New Zealand has discharged its last coronavirus patient

May 28 2020, 5:43 pm

There were no patients with COVID-19 in New Zealand hospitals as of Wednesday, May 27.

This news came as the last person infected with the virus was discharged in Middlemore, according to a release from the Ministry of Health.

The country has also been without any new known cases of coronavirus for six consecutive days, according to a release posted on Thursday.

“Our total number of confirmed cases remains at 1,154, which is the number we report to the World Health Organization,” the release states.

As well, the combined total of confirmed and probable cases also hasn’t changed and remains at 1,504. The ministry also reported 12 additional recoveries from the virus, bringing the total number up to 1,474, with only eight remaining active cases.

The government of New Zealand previously permitted the reopening of contactless businesses and schools with limited capacity as part of its change from Level 4 to Level 3 in its COVID-19 Alert System.

With the progressive improvement in numbers, the country switched to Level 2 in mid-May.

Now, beginning midday Friday, May 29, the government will continue in its gradual easing of restrictions as it moves towards Alert Level 1.

The alterations starting on Friday will bring “important changes for life at Alert Level 2.”

One significant change is the restrictions surrounding social gatherings being eased further to allow up to 100 people in one place. This includes events at homes or in public, such as religious services, weddings, parties, and funerals.
* * * * *
* **What you will do**: Resume the article on New Zealand's last COVID-19 hospital patient, starting right after its final sentence.
* * * * *
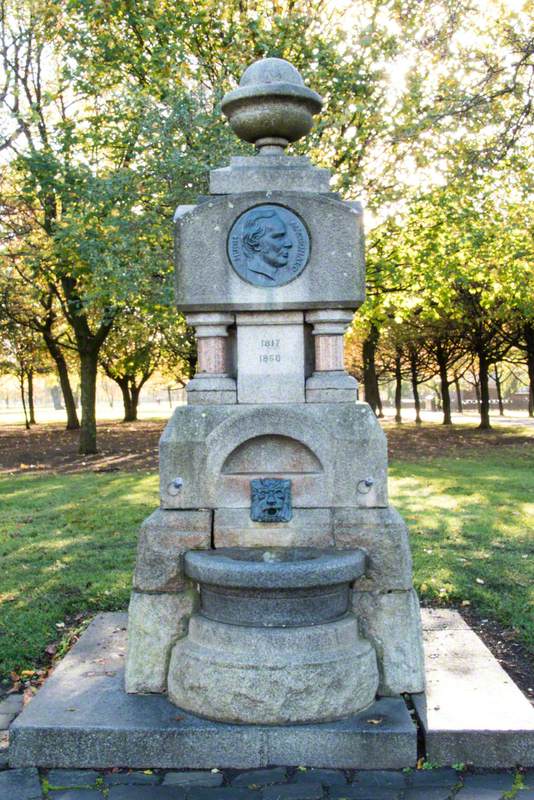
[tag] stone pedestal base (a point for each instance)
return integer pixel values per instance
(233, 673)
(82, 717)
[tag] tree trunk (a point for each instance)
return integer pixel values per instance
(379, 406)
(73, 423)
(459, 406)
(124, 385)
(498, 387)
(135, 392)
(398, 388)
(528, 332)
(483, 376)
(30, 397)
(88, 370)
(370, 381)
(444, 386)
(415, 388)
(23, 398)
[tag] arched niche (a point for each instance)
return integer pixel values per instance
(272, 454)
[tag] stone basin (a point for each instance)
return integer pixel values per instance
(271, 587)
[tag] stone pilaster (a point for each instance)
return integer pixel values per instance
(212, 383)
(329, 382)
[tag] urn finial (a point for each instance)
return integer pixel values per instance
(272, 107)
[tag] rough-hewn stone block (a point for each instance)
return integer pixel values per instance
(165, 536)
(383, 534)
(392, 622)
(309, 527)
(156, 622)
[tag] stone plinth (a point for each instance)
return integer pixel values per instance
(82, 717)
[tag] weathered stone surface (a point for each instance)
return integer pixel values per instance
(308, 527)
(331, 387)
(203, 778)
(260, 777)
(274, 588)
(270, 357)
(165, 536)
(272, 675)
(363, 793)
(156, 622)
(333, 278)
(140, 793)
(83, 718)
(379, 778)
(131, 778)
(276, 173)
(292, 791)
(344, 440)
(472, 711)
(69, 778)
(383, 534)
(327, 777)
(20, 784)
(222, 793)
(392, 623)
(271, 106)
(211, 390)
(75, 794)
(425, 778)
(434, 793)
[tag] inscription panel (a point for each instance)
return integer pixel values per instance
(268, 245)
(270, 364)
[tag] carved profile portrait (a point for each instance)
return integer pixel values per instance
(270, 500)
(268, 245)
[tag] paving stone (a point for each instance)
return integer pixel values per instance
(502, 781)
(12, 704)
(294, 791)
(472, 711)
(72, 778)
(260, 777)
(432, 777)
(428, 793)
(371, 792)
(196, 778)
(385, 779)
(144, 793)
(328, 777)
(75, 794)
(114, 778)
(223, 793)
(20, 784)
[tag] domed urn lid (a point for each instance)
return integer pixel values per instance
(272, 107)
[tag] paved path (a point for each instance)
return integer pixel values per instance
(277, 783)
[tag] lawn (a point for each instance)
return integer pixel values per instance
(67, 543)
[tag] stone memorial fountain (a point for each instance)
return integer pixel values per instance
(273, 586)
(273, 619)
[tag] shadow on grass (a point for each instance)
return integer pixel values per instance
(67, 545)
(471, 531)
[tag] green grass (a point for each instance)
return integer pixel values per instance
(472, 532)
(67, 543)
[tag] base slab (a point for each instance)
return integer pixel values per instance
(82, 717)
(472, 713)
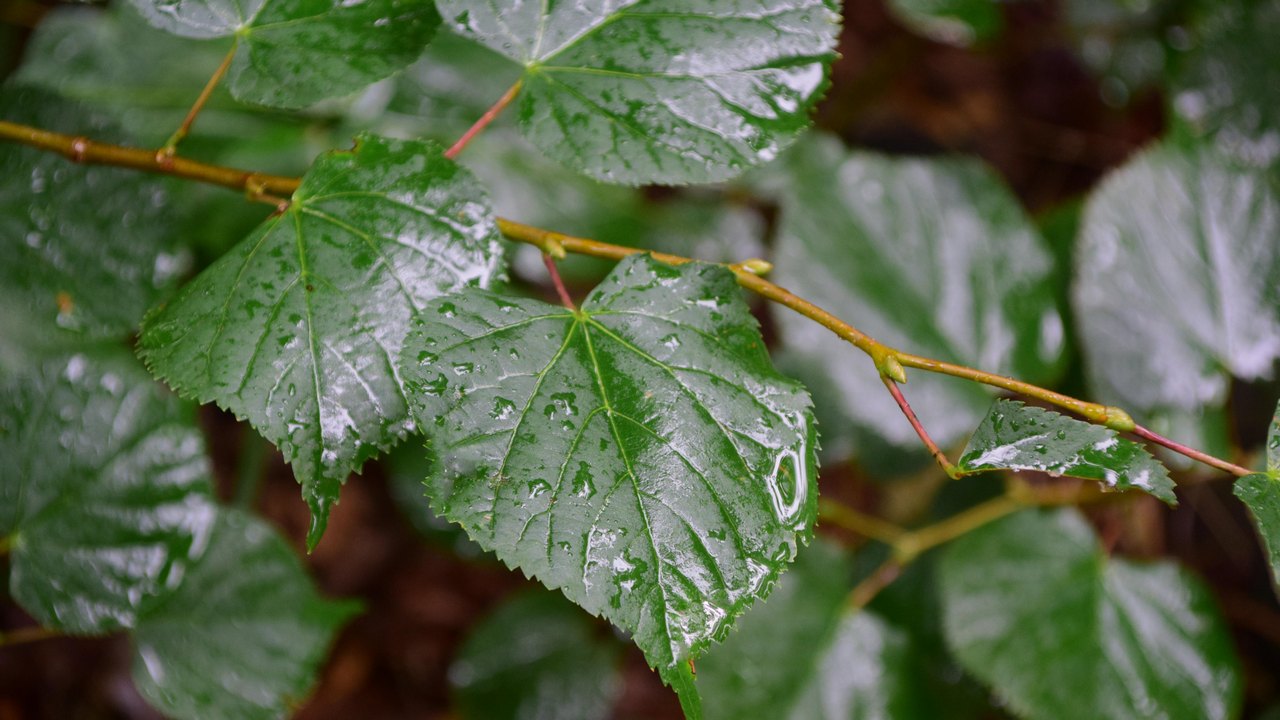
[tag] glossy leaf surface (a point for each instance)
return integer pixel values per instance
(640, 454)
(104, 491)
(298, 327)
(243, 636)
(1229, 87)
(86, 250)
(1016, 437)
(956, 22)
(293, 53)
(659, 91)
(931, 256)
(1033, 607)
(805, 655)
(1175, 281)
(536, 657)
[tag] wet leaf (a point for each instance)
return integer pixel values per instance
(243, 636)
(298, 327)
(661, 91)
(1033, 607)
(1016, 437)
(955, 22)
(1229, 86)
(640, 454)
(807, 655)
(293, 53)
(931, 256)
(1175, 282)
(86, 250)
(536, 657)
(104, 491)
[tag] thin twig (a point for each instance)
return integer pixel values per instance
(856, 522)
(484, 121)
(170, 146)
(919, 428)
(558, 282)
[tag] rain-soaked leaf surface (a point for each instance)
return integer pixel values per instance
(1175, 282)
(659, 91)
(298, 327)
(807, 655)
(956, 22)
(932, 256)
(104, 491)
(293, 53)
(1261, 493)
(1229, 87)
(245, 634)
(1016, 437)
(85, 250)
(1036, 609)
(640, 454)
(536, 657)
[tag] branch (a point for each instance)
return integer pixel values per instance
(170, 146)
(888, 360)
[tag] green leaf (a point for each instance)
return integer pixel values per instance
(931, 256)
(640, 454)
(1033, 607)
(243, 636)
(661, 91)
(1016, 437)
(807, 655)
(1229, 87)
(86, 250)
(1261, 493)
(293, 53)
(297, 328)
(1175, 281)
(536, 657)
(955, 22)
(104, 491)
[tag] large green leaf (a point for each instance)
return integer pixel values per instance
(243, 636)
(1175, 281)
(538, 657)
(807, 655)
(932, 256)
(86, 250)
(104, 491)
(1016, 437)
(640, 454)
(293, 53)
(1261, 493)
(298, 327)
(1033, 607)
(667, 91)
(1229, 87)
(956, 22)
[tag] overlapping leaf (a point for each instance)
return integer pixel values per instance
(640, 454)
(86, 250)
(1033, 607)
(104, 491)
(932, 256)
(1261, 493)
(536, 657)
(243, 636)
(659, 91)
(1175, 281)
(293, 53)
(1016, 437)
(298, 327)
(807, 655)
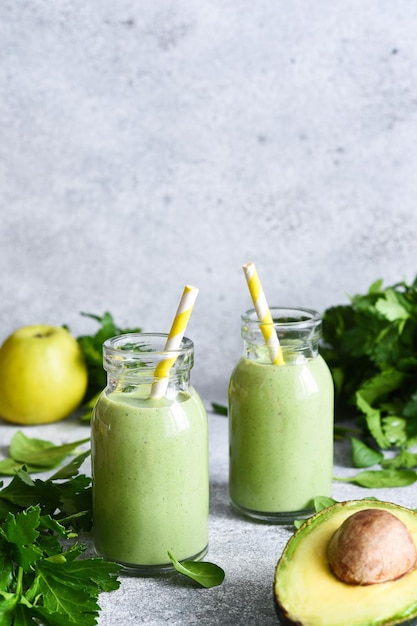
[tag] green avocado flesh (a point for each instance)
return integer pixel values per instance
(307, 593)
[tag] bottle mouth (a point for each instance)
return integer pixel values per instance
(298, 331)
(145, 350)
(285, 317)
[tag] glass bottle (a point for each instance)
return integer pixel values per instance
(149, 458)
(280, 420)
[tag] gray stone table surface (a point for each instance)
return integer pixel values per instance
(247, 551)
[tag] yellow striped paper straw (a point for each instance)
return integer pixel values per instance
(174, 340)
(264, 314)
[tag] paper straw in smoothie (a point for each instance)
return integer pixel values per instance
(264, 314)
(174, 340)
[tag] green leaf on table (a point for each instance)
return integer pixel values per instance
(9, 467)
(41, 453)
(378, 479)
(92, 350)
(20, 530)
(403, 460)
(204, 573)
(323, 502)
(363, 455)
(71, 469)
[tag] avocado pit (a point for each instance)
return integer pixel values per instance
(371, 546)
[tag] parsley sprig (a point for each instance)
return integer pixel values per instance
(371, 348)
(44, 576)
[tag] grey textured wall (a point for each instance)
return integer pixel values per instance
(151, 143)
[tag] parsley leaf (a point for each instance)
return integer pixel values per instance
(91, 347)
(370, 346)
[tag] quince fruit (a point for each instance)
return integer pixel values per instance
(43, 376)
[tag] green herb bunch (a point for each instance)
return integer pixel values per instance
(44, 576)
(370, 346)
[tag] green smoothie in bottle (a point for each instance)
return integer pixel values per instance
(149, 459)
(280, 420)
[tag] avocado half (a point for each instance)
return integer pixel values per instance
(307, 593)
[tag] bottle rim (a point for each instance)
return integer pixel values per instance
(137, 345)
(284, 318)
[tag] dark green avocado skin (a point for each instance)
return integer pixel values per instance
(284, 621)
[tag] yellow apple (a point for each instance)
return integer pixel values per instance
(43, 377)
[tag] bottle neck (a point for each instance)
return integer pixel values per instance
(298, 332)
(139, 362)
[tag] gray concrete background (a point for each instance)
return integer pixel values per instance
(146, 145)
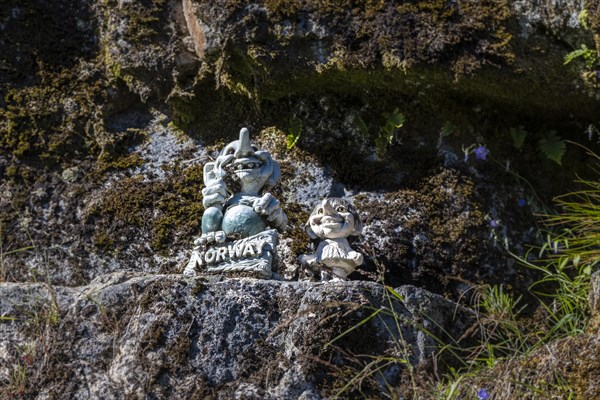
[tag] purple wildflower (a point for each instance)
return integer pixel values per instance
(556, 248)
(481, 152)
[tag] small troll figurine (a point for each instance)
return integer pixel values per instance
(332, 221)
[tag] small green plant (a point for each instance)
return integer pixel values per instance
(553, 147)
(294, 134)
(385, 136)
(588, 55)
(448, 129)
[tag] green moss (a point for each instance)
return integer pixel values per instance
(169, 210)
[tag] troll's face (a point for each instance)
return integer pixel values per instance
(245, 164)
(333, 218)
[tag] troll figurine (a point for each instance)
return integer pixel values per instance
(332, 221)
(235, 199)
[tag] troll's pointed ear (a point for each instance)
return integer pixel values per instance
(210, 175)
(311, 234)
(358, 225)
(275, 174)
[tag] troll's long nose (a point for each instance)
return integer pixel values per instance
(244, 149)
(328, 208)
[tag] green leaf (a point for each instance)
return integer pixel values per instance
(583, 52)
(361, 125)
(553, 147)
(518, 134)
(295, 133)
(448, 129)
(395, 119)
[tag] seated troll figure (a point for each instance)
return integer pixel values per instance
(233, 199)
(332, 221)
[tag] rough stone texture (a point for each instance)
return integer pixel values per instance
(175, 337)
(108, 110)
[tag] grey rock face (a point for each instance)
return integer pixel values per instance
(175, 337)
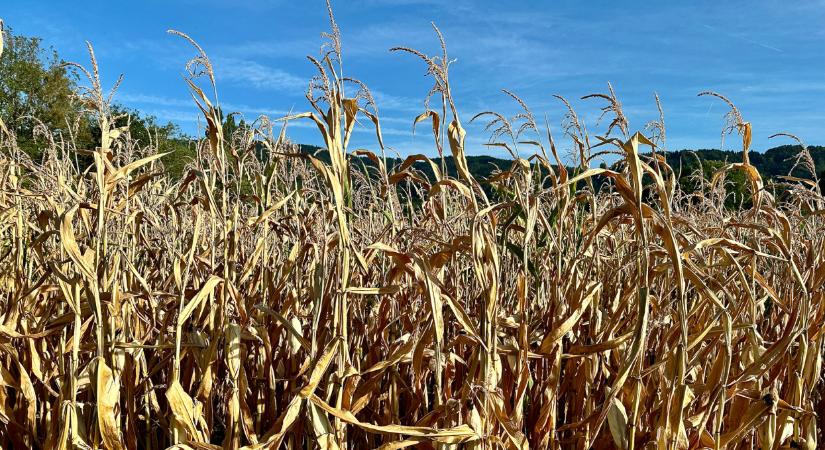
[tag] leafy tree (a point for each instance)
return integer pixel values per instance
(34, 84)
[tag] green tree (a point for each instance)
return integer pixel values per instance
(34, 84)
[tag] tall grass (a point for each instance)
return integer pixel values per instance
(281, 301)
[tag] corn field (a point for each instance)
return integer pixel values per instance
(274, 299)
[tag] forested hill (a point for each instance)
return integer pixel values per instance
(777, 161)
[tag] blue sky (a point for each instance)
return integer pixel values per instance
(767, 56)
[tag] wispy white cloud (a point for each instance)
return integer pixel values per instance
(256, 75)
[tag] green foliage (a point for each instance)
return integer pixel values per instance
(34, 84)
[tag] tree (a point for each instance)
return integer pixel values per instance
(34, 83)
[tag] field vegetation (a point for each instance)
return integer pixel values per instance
* * * * *
* **Exercise output**:
As such, hospitality venues and businesses will have a 100 person limit for events and group bookings of more than ten people will be allowed. “But the 3 S’s — seated, separated, single-server — still apply,” the government wrote on its coronavirus website.

Businesses and establishments, including religiously-affiliated institutions and clubs, will be able to operate in designated, separated areas. However, the 100 person maximum still applies per area, so long as fraternizing in common areas, including entrances and bathrooms, can be prevented.

This rule also extends to separate businesses that operate from the same location.

Indoor and outdoor spaces are classified as a single space if there are walls or separating barriers, regardless of if they are permanent or not, that “substantially divide” the two areas. Staff will be required to work inside one of the defined spaces.

In the context of other areas, such as sports fields, they can have defined spaces as long as spectators — with limits still up to 100 people — can remain separate either through physical distancing or barriers.

“Cabinet will next review the settings of Alert Level 2 on June 8,” the website reads. “Cabinet will also consider a move to alert Level 1 no later than June 22.”